───── Extracted material

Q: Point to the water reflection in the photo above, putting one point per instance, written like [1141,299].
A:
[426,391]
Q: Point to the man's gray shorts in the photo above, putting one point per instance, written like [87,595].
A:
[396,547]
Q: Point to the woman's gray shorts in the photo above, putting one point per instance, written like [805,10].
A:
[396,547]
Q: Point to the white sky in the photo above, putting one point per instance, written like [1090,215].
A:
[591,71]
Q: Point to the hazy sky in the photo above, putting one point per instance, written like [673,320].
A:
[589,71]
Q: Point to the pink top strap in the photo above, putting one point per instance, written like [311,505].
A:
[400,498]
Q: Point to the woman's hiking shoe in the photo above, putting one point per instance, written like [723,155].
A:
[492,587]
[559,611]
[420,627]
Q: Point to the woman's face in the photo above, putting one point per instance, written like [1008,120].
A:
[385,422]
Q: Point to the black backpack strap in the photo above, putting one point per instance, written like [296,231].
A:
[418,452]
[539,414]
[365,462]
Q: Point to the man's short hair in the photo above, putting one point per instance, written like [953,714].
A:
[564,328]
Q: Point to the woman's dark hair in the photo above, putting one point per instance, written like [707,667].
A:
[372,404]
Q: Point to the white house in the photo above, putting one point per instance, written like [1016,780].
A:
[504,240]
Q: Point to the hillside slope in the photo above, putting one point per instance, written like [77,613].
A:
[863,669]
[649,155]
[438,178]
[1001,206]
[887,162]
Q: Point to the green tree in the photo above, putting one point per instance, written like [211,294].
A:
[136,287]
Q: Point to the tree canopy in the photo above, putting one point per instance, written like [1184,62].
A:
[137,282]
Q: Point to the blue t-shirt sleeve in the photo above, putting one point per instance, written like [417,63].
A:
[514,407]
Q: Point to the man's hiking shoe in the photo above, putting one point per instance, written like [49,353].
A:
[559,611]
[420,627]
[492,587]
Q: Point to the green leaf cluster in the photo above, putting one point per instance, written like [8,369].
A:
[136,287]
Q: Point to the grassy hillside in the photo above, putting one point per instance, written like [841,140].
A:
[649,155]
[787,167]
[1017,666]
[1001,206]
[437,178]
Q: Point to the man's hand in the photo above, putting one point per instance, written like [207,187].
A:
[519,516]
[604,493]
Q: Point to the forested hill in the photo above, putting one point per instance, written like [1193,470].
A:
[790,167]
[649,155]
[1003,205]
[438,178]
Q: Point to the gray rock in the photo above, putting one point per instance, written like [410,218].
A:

──────────

## What you need to do
Reproduce the final stretch of the data above: every line from the one holding "Q: Point to the pink" through the end, inclusive, exactly as written and nothing else.

## Result below
Q: Point to the pink top strap in the photo above, putting one point per instance, written like [311,505].
A:
[400,498]
Q: Point to the woman's hiking shoe in the photo above, putting one point per instance, written like [723,155].
A:
[492,587]
[559,611]
[420,627]
Q: Point to the woman's face in the photo above, putting one point per instance, written like [1008,120].
A:
[385,422]
Q: Point to the black backpack strap in the photo above, putting one point per instance, written like [296,231].
A:
[418,452]
[539,414]
[365,462]
Q: Point to the man's short hair in the photo above, putting one point per instance, written like [953,714].
A:
[564,328]
Q: Point to the woman's dark hair in the photo above, putting one point per instance, written like [707,667].
A:
[372,404]
Q: Point to the white house in the photo above, putting one point per instance, written like [1016,780].
A:
[504,240]
Q: Point to the hillside slope in the photo above, putting one point per instance, written like [77,613].
A:
[863,669]
[649,155]
[438,178]
[1001,206]
[887,162]
Q: Point to the green tree in the photo above, putting one point per instance, written like [211,294].
A:
[136,287]
Q: Point to the tree canopy in the photo above, putting one point per instance, written like [1184,62].
A:
[137,282]
Q: Point to the blue t-shirt sleeve in the photo above, putting one point per instance, written like [417,63].
A:
[514,407]
Q: Point to the man's hiking shoe in the photo above, putting one point per instance, written like [49,353].
A:
[559,611]
[420,627]
[492,587]
Q: Point to the green leaf cluster in the photo above, putting one point per instance, written like [8,369].
A:
[136,287]
Q: Point to the grassy hillside in the photo above, putting one point per instance, written like [841,140].
A:
[649,155]
[787,167]
[1017,666]
[1001,206]
[437,178]
Q: Point to the man's hand in the photo above, putting one point per instance, written like [207,187].
A:
[519,516]
[604,493]
Q: Point to the forested hill in the photo above, putting one point per instance, written like [1193,470].
A:
[790,167]
[649,155]
[1003,205]
[438,178]
Q: Point to the gray rock in the photo above, putting one point per instance, written like [410,218].
A:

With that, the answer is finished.